Archive for May, 2017

Lots of people in politics are fans of using the political compass system to describe politics, where we distinguish politics along two dimensions when talking about political ideologies instead of conflating both social and economic policy together in different ways for each nation when we pick the two words we use to describe political parties. This is especially helpful in systems like New Zealand, where we have 7 viable political parties at the moment. (assuming you define “viability” as “getting at least one MP elected”)

Some recent discussions have made me aware that not only are some people a little less familiar with the labels that discussing politics this way requires, but that we’re also missing a few relevant terms.

traditional poltical compass

Traditional political terms have largely focused on left-right or liberal-conservative divides

Usually this splits political dimensions into the economic/class aspect and the social/cultural aspect of politics. On this blog, I general refer to the left-right economic dimension of politics, and the liberal-conservative social dimension. It’s also sometimes called a “libertarian-authoritarian” social dimension, but both of these terms imply a lot more radical and specific political ideologies than liberal and conservative do, so I’m usually a fan of those names.

◆ **Record excerpts**:

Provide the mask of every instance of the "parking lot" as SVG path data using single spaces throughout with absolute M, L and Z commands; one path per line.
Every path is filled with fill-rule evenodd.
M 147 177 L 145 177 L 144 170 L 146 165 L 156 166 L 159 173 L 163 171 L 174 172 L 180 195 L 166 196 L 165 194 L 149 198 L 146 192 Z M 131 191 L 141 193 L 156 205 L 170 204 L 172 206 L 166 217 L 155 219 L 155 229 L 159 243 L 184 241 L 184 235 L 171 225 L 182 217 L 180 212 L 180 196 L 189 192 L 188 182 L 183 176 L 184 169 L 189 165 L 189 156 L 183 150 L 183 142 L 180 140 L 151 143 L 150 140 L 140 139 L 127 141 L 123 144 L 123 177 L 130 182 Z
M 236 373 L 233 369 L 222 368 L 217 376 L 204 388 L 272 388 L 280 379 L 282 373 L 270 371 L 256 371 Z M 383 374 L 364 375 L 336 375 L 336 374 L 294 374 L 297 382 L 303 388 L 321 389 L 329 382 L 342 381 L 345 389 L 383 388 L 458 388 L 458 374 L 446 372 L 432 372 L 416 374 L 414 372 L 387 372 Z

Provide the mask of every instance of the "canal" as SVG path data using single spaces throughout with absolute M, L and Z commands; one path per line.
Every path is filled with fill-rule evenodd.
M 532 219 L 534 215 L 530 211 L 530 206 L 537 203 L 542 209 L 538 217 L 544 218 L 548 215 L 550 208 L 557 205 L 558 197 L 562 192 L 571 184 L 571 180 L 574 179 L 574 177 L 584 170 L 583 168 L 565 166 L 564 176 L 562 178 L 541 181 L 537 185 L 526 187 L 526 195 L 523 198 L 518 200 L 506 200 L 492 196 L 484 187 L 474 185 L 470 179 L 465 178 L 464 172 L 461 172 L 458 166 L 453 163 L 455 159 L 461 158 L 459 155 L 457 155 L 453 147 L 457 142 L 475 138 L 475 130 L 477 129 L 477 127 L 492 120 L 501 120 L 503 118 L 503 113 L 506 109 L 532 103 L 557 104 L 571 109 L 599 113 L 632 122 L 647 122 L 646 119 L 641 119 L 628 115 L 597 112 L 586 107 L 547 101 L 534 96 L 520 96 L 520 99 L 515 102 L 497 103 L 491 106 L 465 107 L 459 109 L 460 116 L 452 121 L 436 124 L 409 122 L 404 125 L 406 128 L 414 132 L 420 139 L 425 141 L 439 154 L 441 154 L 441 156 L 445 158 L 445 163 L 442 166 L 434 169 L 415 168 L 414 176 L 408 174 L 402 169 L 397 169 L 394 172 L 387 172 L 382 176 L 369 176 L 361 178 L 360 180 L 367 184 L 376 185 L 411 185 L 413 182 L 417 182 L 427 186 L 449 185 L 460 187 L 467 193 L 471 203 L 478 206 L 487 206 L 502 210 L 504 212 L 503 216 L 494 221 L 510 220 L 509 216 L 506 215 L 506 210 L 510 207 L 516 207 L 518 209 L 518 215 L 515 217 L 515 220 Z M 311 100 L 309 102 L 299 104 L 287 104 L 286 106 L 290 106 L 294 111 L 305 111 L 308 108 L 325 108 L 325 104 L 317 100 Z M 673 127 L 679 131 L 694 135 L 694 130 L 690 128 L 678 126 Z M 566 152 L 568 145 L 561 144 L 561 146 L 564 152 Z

◆ **Actions to take**:
A - In the post on the political compass, what other name is sometimes used for the liberal-conservative social dimension?
B - Extend the post on the political compass, beginning right after its final sentence.
The material placed after the post on the political compass comes from a separate, unrelated source.

◆ **Answers in order**:
A - It is sometimes called the "libertarian-authoritarian" social dimension.

B -
The original political compass site only gives us the most basic five: centrism, leftism, right-wing politics, “libertarianism,” (which in other sites is often substituted for “liberalism”) and “authoritarianism.” (likewise for “conservatism”) For a useful discussion, you really need at least nine labels for the various political positions, and if you want to get really technical, you probably want somewhere between 25 and 30 to try to translate the idea of a graph into colloquial language, even online.

It also doesn’t capture some complicated political variables that also operate on something of a spectrum, like degrees of nationalism, or of environmentalism, or monarchism-vs-republicanism, (or more generally, sovereignty versus independence, or federalism vs local democracy) etc…

Of course, every once in a while, you run into someone using a more specific political dictionary or reference that is technically correct elsewhere in the world, but places these political terms in a more regional context, when most of the political internet settles on using variations of left, right, liberal, and conservative. (sometimes substituting “tory” or “progressive” into the equation) For instance, in the US, liberalism still generally implies moderate right-wind leanings and a gradual approach to social reform. This isn’t anything inherent about the idealogy, it’s just how the democrats that call themselves liberals in the US have conducted themselves in congress. Confusingly, this old definition comes very close to neoliberalism, which is just the modern version of classical liberalism, which is not the same as generic US liberalism, which is generally in the Democratic party, and is also different to the Australian Liberal Party, which is actually to their right. To all of them I say: stop confusing people. When people use “liberal” as an adjective anywhere outside the US or Australia, it’s generally to refer to a freedom-oriented approach to social issues.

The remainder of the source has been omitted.